Nach diesen Kriterien war Glucosaminsulfat in mehreren klinischen Studien bezüglich der Symptome der Osteoarthritis im Vergleich zu Placebo signifikant wirksamer und im Vergleich zu nicht steroidalen Antirheumatika mindestens genauso wirksam. Insgesamt konnte festgestellt werden, dass Glucosaminsulfat die Progression der Arthrose gemessen an der Breite des Gelenkspalts verlangsamt.
Zwei neue Studien unterstreichen die Ergebnisse früherer Studien. Die erste wurde von Jean Yves Reginster und Kollegen im Lancet (2001 (357), 251 – 256) veröffentlicht. In dieser Studie wurden 212 Patienten mit Gonarthrose randomisiert zwei Behandlungsgruppen zugeteilt. Ein Teil erhielt über drei Jahre einmal täglich 1,5 g Glucosaminsulfat per os, die anderen Placebo. Zu Studienbeginn sowie nach einem und nach drei Jahren nahm man bei jedem Knie unter Belastung in Streckstellung Röntgenbilder auf. Mittels digitaler Bildanalyse wurde die durchschnittliche Gelenkspaltbreite des medialen tibiofemoralen Gelenkbereiches beurteilt. Zudem wurden die Parameter des Western Ontario and McMaster Universities (WOMAC) Arthroseindex herangezogen.
Bei den 106 Patienten in der Placebogruppe beobachteten die Forscher eine fortschreitende Verschmälerung des Gelenkspaltes, die nach drei Jahren im Mittel – 0,31 mm betrug. Bei den mit Glucosaminsulfat behandelten Patienten konnte man hingegen mit im Mittel – 0,06 mm keine signifikante Gelenkspaltverschmälerung erkennen. In der Punktewertung nach WOMAC erfuhr die Symptomatik in der Placebogruppe eine geringfügige Verschlechterung, während die Behandlung mit Glucosaminsulfat zu einer Besserung führte. Verträglichkeit und Abbruchraten waren in bei Gruppen vergleichbar.

-- Bereitgestellte Angaben --
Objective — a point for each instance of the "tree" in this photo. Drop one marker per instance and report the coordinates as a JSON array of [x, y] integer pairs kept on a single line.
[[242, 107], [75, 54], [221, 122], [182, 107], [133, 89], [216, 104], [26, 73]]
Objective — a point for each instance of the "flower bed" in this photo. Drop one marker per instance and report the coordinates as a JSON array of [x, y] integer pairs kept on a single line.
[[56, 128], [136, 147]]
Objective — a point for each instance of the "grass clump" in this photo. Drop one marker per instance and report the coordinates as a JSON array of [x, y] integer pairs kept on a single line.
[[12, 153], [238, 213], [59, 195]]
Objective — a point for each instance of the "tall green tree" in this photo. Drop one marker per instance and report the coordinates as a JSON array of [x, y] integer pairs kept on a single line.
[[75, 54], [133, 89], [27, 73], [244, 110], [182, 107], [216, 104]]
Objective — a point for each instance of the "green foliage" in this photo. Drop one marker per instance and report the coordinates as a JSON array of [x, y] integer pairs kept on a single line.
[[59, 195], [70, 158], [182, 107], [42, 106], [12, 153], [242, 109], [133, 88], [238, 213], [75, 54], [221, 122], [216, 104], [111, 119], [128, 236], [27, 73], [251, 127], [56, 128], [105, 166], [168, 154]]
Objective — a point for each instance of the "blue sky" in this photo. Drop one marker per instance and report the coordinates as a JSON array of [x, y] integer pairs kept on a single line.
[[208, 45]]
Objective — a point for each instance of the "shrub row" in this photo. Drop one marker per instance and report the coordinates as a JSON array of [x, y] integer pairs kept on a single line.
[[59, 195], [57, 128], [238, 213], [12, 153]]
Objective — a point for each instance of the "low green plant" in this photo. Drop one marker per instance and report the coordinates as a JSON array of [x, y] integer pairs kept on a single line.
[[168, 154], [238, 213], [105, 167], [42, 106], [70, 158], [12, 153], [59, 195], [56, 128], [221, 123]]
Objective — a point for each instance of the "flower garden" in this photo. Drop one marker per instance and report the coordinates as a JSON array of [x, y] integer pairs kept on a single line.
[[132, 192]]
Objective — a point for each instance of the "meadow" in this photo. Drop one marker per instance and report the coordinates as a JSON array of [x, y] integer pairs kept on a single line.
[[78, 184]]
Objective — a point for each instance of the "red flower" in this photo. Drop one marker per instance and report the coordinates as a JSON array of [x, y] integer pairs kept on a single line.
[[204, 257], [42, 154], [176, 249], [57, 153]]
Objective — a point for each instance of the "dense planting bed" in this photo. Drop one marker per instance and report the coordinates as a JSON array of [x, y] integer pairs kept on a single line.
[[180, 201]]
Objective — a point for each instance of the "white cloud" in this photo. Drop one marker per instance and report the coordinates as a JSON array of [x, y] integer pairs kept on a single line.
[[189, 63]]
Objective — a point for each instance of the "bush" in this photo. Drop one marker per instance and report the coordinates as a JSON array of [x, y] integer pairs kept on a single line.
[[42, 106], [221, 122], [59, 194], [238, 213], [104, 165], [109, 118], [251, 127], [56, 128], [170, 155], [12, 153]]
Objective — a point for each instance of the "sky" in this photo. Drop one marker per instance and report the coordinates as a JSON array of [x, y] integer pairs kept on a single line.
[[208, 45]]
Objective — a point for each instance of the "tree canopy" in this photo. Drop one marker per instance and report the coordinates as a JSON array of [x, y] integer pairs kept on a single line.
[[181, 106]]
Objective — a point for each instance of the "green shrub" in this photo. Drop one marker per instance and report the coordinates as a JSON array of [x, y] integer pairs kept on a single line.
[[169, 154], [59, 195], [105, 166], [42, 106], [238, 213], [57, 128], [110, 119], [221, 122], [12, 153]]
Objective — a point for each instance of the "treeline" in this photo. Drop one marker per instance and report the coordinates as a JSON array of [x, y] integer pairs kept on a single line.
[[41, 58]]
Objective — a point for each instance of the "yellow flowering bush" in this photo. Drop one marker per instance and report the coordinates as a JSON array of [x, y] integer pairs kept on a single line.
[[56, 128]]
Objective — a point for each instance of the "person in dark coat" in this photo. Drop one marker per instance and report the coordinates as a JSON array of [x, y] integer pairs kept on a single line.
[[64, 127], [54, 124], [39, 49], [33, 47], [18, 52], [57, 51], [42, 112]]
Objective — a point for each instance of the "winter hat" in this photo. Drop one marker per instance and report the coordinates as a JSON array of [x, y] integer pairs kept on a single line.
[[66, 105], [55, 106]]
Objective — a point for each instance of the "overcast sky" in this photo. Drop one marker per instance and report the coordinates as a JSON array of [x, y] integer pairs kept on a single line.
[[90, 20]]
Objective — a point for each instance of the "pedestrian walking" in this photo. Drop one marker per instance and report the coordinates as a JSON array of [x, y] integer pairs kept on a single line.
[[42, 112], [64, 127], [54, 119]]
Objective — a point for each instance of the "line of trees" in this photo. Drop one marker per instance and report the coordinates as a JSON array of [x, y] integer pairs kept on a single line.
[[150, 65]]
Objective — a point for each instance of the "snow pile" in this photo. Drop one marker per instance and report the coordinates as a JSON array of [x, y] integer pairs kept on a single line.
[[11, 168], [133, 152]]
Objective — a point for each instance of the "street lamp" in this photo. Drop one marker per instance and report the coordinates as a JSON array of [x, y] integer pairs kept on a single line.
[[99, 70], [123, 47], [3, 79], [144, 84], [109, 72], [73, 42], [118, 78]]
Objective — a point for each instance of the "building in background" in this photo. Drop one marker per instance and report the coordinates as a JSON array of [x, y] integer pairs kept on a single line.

-- Arbeitsauftrag A --
Nenne alle Zeitpunkte, zu denen laut dem Text über Glucosaminsulfat in der Studie von Reginster Röntgenbilder der Knie aufgenommen wurden.
-- Arbeitsauftrag B --
Gib den Text über Glucosaminsulfat von „Nach diesen Kriterien“ bis einschließlich „des Gelenkspalts verlangsamt.“ wortgetreu wieder.
-- Arbeitsauftrag C --
Führe den Text über Glucosaminsulfat im Anschluss an seinen letzten Satz weiter.
Die Zeilen haben mit dem Text über Glucosaminsulfat nichts zu tun.

-- Schriftliche Antwort A --
Zu Studienbeginn, nach einem Jahr und nach drei Jahren.

-- Schriftliche Antwort B --
Nach diesen Kriterien war Glucosaminsulfat in mehreren klinischen Studien bezüglich der Symptome der Osteoarthritis im Vergleich zu Placebo signifikant wirksamer und im Vergleich zu nicht steroidalen Antirheumatika mindestens genauso wirksam. Insgesamt konnte festgestellt werden, dass Glucosaminsulfat die Progression der Arthrose gemessen an der Breite des Gelenkspalts verlangsamt.

-- Schriftliche Antwort C --
In einer weiteren Studie von Karel Pavelka aus Prag, deren Publikation in Vorbereitung ist, wurden die Ergebnisse der Reginster-Studie bestätigt. In dieser ebenfalls prospektiven, randomisierten, placebokontrollierten Doppelblindstudie erhielten 202 nach ACR-Kriterien ausgewählte Patienten mit Gonarthrose ambulant über einen Zeitraum von drei Jahren Glucosaminsulfat per os in einer Dosis von täglich 1,5 g oder Placebo. Auch hier wurden nach den gleichen Methoden wie in der Reginster-Studie die Veränderungen der Gelenkspaltbreite gemessen und die Symptomatik nach WOMAC-Index bestimmt.
Beide Gruppen mit je 101 Patienten waren hinsichtlich ihrer demographischen Daten und Krankheitsmerkmale weitgehend identisch. Im Verlauf des dreijährigen Untersuchungszeitraumes kam es in der Placebogruppe zu einer Gelenkspaltverengung von 0,2 mm. Im Unterschied dazu war in der Glucosaminsulfat-Gruppe durchschnittlich kein Knorpelabbau feststellbar, was statistisch hoch signifikant ist.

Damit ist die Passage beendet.